— Required work —
1 > List the specific events that the passage on CAST clustering says are carried out in the cluster analysis of event 80.
2 > According to the passage on CAST clustering, why might a probe fail to be selected as a final probe? Answer in one to three sentences.

— Text excerpt —
During the first rounds of clustering, the CAST threshold and score
criteria are gradually altered as the rounds proceed, and clusters
formed in these first rounds are considered "high confidence
clusters". During the later CAST clustering rounds, the CAST
threshold values and score criteria are gradually altered, as well
as the reduced "probe span" requirement compared to the first
rounds of clustering. Most if not all of the clusters produced in
these later rounds tend to be of lower quality, and are considered
"moderate confidence clusters."
[0086] Specific events that are carried out in the cluster analysis
of event 80 generally include prefiltering of data for dye-biased
probes, generation of an expression matrices, calculation of a
"Similarity Matrix", as well as the actual clustering of probes
using CAST. These specific operations are described below.
[0087] Prefiltering of Data for Dye-Biased probes
[0088] Prior to the initiation of cluster analysis, probes may be
"ear-marked" or otherwise identified if they exhibited dye-bias in
self vs. self hybridization experiments, using both log ratio and
P-value criteria. Probes that are marked as dye-biased are not
selected as final probes.

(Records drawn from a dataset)

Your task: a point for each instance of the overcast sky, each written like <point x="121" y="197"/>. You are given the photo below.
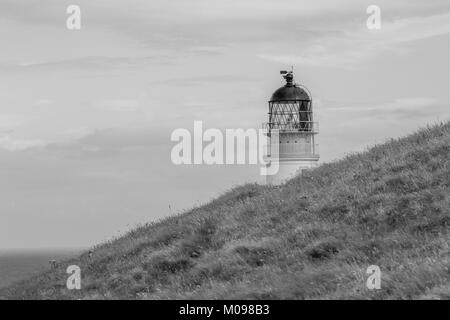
<point x="86" y="116"/>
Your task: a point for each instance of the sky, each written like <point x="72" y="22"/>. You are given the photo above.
<point x="86" y="115"/>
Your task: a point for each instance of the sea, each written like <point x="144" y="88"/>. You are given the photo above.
<point x="20" y="264"/>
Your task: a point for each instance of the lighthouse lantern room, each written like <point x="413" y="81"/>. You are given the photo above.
<point x="291" y="131"/>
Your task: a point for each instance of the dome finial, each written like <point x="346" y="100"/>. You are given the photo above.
<point x="288" y="76"/>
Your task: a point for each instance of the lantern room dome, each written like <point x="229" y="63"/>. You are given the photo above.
<point x="290" y="91"/>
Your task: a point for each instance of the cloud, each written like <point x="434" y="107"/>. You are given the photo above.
<point x="12" y="144"/>
<point x="9" y="122"/>
<point x="349" y="48"/>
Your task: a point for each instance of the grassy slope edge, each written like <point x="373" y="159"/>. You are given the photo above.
<point x="312" y="238"/>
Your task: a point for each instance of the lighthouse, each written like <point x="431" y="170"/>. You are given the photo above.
<point x="291" y="131"/>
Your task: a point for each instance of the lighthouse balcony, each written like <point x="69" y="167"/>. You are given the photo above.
<point x="308" y="127"/>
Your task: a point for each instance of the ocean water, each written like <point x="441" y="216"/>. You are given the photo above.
<point x="16" y="265"/>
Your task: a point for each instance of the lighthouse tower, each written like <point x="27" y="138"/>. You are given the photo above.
<point x="291" y="131"/>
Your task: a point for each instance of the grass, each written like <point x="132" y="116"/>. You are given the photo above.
<point x="312" y="238"/>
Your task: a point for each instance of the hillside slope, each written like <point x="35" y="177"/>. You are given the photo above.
<point x="311" y="238"/>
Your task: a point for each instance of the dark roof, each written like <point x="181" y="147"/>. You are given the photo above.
<point x="290" y="93"/>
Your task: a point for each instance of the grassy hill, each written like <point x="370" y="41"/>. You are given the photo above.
<point x="313" y="237"/>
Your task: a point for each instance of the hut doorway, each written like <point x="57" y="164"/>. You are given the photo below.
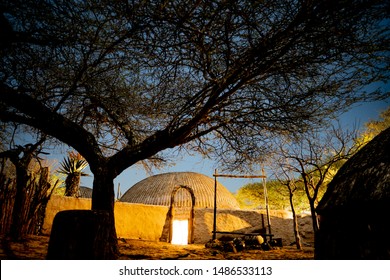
<point x="181" y="212"/>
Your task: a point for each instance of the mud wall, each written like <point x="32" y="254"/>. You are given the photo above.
<point x="147" y="222"/>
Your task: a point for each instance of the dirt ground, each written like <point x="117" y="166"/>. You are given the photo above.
<point x="35" y="248"/>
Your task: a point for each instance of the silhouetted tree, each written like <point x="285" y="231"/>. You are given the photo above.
<point x="121" y="81"/>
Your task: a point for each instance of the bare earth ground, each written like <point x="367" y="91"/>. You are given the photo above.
<point x="35" y="248"/>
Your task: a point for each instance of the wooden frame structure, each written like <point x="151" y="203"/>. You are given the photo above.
<point x="263" y="176"/>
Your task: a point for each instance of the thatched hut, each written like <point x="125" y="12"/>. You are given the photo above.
<point x="353" y="212"/>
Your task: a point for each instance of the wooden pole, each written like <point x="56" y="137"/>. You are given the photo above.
<point x="215" y="207"/>
<point x="266" y="204"/>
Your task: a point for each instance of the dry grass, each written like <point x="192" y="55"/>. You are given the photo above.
<point x="35" y="248"/>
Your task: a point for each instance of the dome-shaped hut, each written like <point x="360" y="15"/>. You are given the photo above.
<point x="182" y="192"/>
<point x="354" y="211"/>
<point x="157" y="190"/>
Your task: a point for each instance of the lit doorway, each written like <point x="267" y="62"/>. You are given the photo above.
<point x="180" y="232"/>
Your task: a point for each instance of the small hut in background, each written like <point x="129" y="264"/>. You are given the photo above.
<point x="354" y="212"/>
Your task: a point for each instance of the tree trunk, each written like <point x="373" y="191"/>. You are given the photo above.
<point x="314" y="217"/>
<point x="19" y="214"/>
<point x="72" y="184"/>
<point x="103" y="198"/>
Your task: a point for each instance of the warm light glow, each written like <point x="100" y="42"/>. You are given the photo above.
<point x="180" y="232"/>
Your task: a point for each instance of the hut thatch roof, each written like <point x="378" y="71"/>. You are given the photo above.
<point x="85" y="192"/>
<point x="364" y="180"/>
<point x="157" y="190"/>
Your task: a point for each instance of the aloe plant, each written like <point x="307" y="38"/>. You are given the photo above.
<point x="73" y="166"/>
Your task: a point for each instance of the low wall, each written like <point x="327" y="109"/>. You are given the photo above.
<point x="146" y="222"/>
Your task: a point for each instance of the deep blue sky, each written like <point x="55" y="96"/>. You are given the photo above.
<point x="359" y="115"/>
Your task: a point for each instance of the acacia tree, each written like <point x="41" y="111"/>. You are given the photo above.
<point x="121" y="81"/>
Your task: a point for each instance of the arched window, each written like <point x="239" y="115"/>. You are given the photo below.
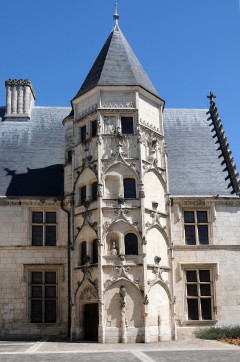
<point x="95" y="251"/>
<point x="94" y="188"/>
<point x="83" y="252"/>
<point x="131" y="244"/>
<point x="129" y="188"/>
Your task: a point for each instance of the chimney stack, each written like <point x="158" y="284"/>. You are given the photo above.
<point x="20" y="98"/>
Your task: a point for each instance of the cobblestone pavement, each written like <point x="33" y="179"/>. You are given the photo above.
<point x="191" y="350"/>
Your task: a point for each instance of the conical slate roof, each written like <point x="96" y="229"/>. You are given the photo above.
<point x="117" y="64"/>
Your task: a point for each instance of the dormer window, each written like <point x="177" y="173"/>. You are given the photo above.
<point x="94" y="128"/>
<point x="129" y="187"/>
<point x="83" y="132"/>
<point x="127" y="125"/>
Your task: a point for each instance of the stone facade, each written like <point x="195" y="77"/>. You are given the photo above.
<point x="119" y="253"/>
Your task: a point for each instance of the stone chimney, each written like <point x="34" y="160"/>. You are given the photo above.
<point x="20" y="98"/>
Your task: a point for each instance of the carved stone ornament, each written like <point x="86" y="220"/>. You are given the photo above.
<point x="155" y="221"/>
<point x="88" y="293"/>
<point x="121" y="215"/>
<point x="87" y="220"/>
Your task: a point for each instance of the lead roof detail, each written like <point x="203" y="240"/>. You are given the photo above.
<point x="117" y="65"/>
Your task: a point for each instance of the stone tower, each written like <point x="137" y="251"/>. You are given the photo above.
<point x="116" y="180"/>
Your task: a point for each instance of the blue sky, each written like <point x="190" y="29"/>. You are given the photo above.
<point x="187" y="47"/>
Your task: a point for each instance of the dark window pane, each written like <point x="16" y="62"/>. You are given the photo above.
<point x="204" y="275"/>
<point x="51" y="217"/>
<point x="36" y="278"/>
<point x="206" y="306"/>
<point x="50" y="292"/>
<point x="193" y="309"/>
<point x="191" y="276"/>
<point x="36" y="311"/>
<point x="192" y="290"/>
<point x="50" y="311"/>
<point x="50" y="277"/>
<point x="36" y="292"/>
<point x="37" y="217"/>
<point x="190" y="237"/>
<point x="205" y="289"/>
<point x="37" y="235"/>
<point x="69" y="156"/>
<point x="83" y="194"/>
<point x="203" y="234"/>
<point x="94" y="128"/>
<point x="127" y="125"/>
<point x="131" y="244"/>
<point x="83" y="133"/>
<point x="83" y="252"/>
<point x="50" y="235"/>
<point x="189" y="216"/>
<point x="95" y="252"/>
<point x="94" y="191"/>
<point x="202" y="216"/>
<point x="129" y="188"/>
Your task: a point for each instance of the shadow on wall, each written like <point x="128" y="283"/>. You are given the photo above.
<point x="47" y="181"/>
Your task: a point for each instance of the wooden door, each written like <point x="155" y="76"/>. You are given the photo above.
<point x="91" y="322"/>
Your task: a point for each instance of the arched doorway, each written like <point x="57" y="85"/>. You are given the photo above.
<point x="91" y="320"/>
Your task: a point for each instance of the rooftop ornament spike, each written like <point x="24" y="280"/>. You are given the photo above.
<point x="116" y="15"/>
<point x="227" y="154"/>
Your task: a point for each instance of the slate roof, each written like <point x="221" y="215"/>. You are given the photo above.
<point x="195" y="163"/>
<point x="117" y="64"/>
<point x="32" y="153"/>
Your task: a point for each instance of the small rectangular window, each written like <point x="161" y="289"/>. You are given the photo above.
<point x="199" y="294"/>
<point x="94" y="191"/>
<point x="127" y="125"/>
<point x="83" y="131"/>
<point x="83" y="194"/>
<point x="44" y="228"/>
<point x="69" y="156"/>
<point x="94" y="128"/>
<point x="196" y="227"/>
<point x="43" y="297"/>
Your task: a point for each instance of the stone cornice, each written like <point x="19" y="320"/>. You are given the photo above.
<point x="201" y="201"/>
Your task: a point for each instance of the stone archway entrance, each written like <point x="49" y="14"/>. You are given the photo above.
<point x="91" y="320"/>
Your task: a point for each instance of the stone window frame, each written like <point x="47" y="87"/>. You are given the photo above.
<point x="44" y="224"/>
<point x="89" y="251"/>
<point x="90" y="193"/>
<point x="133" y="187"/>
<point x="120" y="242"/>
<point x="117" y="126"/>
<point x="27" y="272"/>
<point x="214" y="273"/>
<point x="191" y="206"/>
<point x="196" y="224"/>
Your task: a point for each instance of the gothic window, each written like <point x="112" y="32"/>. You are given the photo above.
<point x="83" y="133"/>
<point x="196" y="227"/>
<point x="127" y="125"/>
<point x="199" y="294"/>
<point x="43" y="297"/>
<point x="94" y="189"/>
<point x="44" y="227"/>
<point x="83" y="252"/>
<point x="69" y="156"/>
<point x="94" y="128"/>
<point x="95" y="251"/>
<point x="83" y="194"/>
<point x="131" y="244"/>
<point x="129" y="187"/>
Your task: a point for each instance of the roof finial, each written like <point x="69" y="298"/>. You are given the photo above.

— Results —
1 >
- Prefiltering of data for dye-biased probes
- Generation of expression matrices
- Calculation of a "Similarity Matrix"
- The actual clustering of probes using CAST

2 > A probe is not selected as a final probe if it has been marked as dye-biased. This marking happens before cluster analysis begins, when the probe exhibited dye-bias in self vs. self hybridization experiments under both log ratio and P-value criteria.